#### [Source records]

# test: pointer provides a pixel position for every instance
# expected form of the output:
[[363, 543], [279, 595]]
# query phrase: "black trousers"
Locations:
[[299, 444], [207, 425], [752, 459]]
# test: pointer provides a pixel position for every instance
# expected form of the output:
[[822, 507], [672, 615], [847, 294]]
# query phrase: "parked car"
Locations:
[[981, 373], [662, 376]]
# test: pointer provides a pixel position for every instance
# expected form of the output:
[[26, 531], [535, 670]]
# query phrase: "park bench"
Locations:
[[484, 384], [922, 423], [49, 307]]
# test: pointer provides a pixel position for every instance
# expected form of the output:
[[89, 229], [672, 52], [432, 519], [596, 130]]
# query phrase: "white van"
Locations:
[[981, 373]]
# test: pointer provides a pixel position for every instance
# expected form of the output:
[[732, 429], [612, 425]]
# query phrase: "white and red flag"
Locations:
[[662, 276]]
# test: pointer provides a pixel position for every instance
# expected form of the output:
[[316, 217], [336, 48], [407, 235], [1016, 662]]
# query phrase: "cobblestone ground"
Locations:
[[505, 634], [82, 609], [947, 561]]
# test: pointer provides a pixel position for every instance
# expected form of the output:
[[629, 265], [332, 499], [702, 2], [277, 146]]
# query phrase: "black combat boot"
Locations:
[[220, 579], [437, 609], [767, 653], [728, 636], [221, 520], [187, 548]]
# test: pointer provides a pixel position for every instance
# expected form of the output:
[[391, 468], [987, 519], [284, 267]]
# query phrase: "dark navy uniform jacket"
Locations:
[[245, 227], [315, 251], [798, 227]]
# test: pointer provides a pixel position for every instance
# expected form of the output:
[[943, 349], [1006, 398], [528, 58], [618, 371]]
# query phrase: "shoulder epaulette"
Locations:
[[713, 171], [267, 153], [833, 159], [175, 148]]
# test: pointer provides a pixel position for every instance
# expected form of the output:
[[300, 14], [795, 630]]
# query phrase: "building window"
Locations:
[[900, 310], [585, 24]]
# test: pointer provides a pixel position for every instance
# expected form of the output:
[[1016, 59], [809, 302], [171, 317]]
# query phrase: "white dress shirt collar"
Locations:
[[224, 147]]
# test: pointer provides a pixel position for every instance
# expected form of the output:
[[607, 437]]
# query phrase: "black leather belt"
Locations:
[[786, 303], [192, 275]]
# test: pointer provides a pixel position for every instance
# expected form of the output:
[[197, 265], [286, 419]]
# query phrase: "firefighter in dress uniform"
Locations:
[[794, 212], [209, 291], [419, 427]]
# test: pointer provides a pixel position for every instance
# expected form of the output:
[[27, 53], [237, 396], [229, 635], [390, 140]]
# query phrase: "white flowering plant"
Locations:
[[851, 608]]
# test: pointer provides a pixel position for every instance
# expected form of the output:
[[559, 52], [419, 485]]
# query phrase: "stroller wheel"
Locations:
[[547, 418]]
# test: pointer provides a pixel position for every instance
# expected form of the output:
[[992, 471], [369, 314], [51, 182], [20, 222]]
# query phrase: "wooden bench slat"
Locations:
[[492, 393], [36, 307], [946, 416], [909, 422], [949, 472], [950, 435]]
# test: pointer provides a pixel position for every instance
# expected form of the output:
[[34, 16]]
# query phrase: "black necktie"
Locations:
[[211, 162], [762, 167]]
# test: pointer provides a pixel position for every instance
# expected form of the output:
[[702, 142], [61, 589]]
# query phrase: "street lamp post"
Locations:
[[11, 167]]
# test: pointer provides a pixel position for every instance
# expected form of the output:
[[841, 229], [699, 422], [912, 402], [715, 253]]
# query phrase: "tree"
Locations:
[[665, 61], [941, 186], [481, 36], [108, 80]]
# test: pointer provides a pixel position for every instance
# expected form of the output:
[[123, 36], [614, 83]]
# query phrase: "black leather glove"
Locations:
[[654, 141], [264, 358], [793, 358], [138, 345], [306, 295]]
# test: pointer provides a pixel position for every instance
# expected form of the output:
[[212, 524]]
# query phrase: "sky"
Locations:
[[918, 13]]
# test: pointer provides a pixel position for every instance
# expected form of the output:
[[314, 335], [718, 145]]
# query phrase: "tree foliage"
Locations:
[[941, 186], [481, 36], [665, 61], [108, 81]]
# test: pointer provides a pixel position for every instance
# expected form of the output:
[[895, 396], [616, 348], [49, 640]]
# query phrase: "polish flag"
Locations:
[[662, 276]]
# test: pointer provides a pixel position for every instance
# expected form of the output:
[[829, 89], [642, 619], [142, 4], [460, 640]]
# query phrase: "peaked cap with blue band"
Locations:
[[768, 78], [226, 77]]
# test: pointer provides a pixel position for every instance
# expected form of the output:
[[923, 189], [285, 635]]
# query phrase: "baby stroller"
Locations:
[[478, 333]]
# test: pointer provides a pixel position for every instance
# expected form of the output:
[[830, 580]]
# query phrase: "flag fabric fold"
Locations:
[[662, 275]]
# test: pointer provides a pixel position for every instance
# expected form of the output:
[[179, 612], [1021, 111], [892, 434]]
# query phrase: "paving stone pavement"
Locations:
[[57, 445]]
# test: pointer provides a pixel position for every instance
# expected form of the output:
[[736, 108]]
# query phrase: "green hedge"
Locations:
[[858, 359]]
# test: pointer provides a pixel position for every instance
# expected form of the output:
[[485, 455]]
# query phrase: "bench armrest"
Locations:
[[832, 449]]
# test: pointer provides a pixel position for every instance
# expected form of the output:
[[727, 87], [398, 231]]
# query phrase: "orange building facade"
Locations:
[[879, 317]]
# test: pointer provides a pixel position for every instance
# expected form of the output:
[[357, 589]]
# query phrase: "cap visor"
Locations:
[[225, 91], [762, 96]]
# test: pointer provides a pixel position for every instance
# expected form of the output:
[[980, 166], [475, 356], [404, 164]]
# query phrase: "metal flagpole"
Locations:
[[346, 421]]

* * *

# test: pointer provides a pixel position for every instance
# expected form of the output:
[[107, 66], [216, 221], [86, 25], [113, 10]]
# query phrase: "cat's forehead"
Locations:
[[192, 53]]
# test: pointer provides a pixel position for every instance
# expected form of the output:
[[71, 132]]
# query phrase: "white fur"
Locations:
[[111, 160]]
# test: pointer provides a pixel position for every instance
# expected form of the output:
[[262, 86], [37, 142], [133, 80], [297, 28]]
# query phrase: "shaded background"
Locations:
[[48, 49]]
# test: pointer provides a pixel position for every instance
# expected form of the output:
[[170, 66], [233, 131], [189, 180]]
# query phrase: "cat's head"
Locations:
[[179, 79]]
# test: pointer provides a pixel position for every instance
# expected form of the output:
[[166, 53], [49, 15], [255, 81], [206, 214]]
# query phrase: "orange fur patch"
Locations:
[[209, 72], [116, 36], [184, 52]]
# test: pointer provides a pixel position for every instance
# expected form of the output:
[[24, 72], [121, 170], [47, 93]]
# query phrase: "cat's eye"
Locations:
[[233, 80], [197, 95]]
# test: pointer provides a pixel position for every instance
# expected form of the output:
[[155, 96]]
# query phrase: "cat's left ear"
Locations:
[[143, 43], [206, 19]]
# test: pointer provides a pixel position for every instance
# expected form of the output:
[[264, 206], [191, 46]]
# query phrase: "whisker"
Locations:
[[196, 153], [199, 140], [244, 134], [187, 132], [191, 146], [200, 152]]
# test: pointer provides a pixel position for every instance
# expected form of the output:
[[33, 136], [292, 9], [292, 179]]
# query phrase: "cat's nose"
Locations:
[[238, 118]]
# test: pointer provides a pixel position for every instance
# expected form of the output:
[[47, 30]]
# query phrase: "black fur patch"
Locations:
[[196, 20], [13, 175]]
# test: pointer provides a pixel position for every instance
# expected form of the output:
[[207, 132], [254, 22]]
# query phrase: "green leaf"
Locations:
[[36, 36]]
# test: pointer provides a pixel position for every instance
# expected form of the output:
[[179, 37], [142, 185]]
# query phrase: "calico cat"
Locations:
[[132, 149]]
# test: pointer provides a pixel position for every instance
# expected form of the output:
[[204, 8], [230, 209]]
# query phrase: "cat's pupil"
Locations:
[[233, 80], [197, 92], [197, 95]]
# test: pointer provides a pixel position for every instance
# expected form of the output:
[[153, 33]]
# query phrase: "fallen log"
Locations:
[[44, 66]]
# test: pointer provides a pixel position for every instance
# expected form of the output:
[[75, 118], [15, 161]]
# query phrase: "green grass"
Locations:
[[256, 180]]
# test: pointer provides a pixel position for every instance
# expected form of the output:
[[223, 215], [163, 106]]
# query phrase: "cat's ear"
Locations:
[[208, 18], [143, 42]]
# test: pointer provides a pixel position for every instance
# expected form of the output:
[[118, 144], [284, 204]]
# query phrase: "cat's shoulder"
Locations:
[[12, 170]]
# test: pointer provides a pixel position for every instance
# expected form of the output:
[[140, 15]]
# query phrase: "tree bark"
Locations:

---

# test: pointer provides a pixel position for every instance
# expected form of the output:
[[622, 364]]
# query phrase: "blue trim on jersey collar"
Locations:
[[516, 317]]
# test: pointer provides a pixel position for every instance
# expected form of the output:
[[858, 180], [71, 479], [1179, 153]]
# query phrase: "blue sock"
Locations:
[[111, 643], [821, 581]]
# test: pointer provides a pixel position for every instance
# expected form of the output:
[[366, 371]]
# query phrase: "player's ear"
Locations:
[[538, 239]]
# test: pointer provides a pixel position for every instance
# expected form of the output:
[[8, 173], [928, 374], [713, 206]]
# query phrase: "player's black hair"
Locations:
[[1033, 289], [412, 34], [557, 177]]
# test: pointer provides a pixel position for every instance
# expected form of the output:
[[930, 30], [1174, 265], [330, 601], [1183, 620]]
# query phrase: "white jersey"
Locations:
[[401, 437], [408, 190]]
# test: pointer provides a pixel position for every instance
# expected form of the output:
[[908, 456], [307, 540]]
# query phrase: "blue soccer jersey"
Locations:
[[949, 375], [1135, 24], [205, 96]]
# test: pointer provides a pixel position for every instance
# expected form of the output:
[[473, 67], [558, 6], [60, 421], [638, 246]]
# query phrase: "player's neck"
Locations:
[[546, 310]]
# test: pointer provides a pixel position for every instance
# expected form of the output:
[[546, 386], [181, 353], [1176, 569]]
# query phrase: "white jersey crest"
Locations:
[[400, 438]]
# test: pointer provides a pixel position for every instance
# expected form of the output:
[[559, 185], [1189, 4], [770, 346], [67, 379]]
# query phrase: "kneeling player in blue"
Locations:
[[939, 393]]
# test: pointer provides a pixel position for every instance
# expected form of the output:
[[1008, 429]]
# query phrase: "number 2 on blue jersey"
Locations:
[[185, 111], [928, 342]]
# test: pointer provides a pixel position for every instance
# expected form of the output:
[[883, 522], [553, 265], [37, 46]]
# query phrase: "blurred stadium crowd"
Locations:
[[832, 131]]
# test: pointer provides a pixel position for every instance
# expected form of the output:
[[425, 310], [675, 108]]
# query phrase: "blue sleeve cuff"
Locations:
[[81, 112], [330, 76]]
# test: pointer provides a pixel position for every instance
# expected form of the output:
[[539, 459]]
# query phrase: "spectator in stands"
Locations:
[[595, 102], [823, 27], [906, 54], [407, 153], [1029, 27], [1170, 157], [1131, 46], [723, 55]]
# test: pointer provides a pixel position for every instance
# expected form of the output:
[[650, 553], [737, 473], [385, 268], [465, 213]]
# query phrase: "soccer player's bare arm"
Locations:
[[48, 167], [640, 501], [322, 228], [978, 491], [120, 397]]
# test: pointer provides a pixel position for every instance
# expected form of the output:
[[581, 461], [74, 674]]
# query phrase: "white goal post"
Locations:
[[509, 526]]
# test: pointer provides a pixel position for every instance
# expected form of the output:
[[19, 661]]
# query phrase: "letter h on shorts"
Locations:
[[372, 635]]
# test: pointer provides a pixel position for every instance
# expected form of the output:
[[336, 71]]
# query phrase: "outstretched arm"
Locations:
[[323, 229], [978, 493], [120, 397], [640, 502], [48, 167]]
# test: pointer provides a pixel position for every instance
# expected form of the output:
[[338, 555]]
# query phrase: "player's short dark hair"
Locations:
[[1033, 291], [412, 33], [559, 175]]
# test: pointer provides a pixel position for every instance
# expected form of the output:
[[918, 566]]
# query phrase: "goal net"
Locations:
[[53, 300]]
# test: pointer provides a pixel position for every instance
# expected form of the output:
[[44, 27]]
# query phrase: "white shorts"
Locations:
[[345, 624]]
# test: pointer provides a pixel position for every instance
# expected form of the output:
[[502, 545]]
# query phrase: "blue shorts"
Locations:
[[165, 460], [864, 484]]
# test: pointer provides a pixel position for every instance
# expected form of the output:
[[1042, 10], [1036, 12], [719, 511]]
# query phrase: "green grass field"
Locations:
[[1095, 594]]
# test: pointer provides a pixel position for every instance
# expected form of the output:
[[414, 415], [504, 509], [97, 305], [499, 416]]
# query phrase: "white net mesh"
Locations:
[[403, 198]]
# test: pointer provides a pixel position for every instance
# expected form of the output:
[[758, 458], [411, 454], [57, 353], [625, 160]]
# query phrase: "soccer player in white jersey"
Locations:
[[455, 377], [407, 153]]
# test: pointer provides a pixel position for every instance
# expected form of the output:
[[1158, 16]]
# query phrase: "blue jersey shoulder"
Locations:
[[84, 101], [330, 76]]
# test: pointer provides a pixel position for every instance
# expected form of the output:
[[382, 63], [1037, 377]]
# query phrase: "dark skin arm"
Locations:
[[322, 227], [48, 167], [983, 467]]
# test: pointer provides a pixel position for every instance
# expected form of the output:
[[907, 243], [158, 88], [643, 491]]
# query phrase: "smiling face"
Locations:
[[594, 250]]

#### [What you will do]
Copy out each row above that contains the word "shorts", with case counting. Leave every other row out.

#### [Completed task]
# query phrase: "letter h on shorts"
# query phrase: "white shorts"
# query phrase: "blue shorts"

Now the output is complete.